### DATA FOR PROCESSING

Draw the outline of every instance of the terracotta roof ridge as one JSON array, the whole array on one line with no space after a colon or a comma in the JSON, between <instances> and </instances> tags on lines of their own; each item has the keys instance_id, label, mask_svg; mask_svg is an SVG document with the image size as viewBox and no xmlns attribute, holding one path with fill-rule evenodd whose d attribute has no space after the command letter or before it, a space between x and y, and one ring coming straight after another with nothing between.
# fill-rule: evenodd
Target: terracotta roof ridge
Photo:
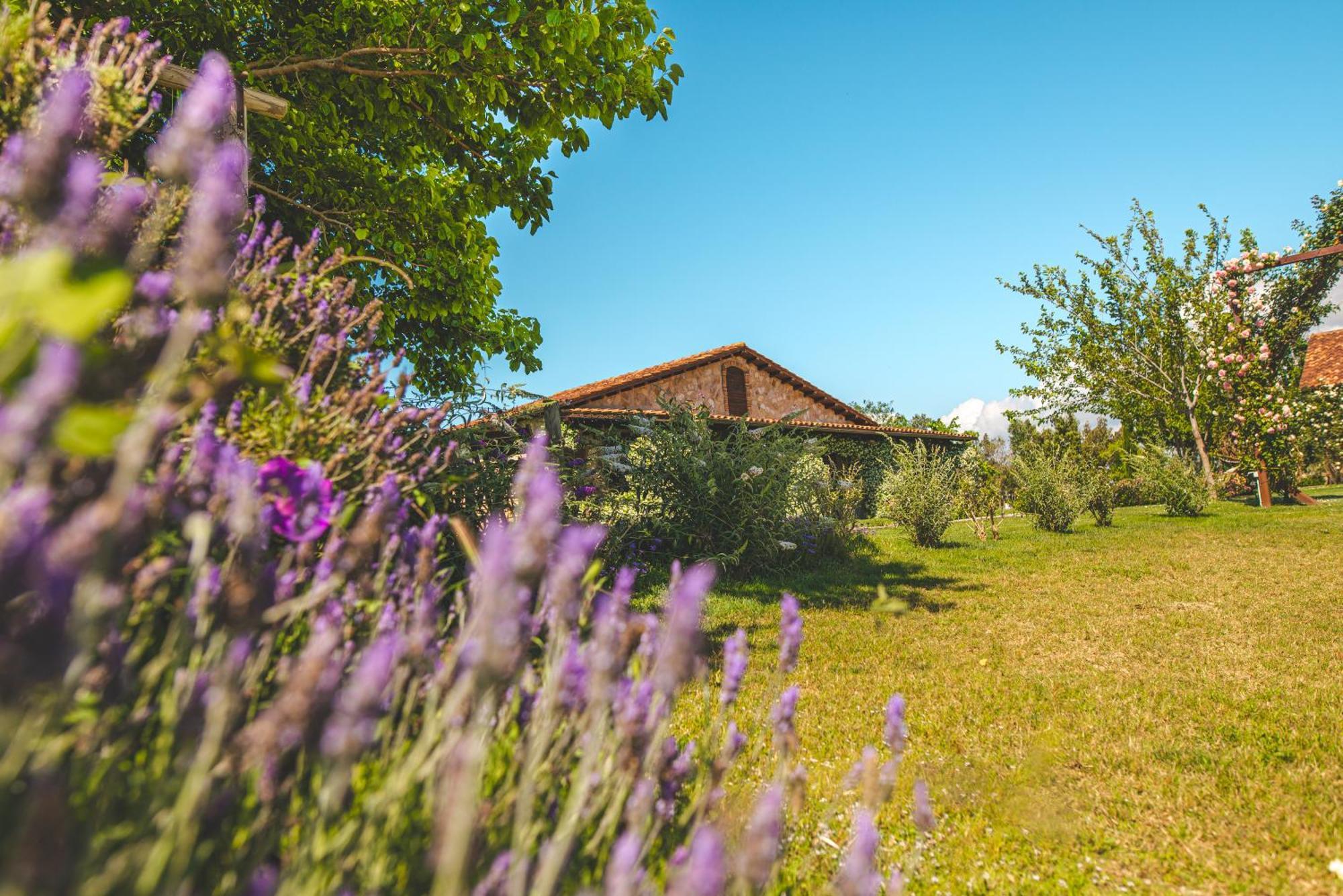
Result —
<instances>
[{"instance_id":1,"label":"terracotta roof ridge","mask_svg":"<svg viewBox=\"0 0 1343 896\"><path fill-rule=\"evenodd\" d=\"M1312 333L1305 343L1301 388L1343 384L1343 327Z\"/></svg>"},{"instance_id":2,"label":"terracotta roof ridge","mask_svg":"<svg viewBox=\"0 0 1343 896\"><path fill-rule=\"evenodd\" d=\"M666 417L669 416L666 410L661 408L569 408L565 410L565 416L569 417ZM710 413L709 420L720 420L724 423L732 423L737 420L744 420L748 424L771 425L783 424L786 427L803 427L810 429L839 429L839 431L855 431L855 432L882 432L894 433L901 436L928 436L932 439L954 439L966 441L972 439L972 436L963 432L943 432L940 429L920 429L917 427L888 427L885 424L860 424L860 423L831 423L825 420L784 420L782 417L755 417L745 416L737 417L725 413Z\"/></svg>"}]
</instances>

### EXERCISE DIRECTIONS
Reproduce every line of the items above verbatim, leaving out the pictures.

### RESPONSE TO THIS EXERCISE
Draw the outline of every instance of the terracotta roof ridge as one JSON array, the whole array on one line with no space after a colon or a comma in the JSON, between <instances> and </instances> tags on lines of their own; each item has the keys instance_id, label, mask_svg; mask_svg is an SVG document with the image size as viewBox and no xmlns attribute, holding one path with fill-rule evenodd whose d attribute has no space after the command letter or before it, a space between x and y, and one ring coming straight after another with nothing between.
# fill-rule: evenodd
Target: terracotta roof ridge
Photo:
Result —
<instances>
[{"instance_id":1,"label":"terracotta roof ridge","mask_svg":"<svg viewBox=\"0 0 1343 896\"><path fill-rule=\"evenodd\" d=\"M1312 333L1305 343L1301 388L1343 384L1343 327Z\"/></svg>"},{"instance_id":2,"label":"terracotta roof ridge","mask_svg":"<svg viewBox=\"0 0 1343 896\"><path fill-rule=\"evenodd\" d=\"M666 417L669 416L666 410L661 408L569 408L565 410L565 416L569 417ZM710 413L709 420L720 420L724 423L732 423L737 420L744 420L748 424L771 425L783 424L786 427L803 427L810 429L839 429L839 431L855 431L855 432L882 432L894 433L901 436L928 436L932 439L954 439L966 441L972 439L972 436L963 432L943 432L940 429L920 429L917 427L888 427L885 424L860 424L860 423L831 423L825 420L784 420L782 417L755 417L745 416L737 417L725 413Z\"/></svg>"}]
</instances>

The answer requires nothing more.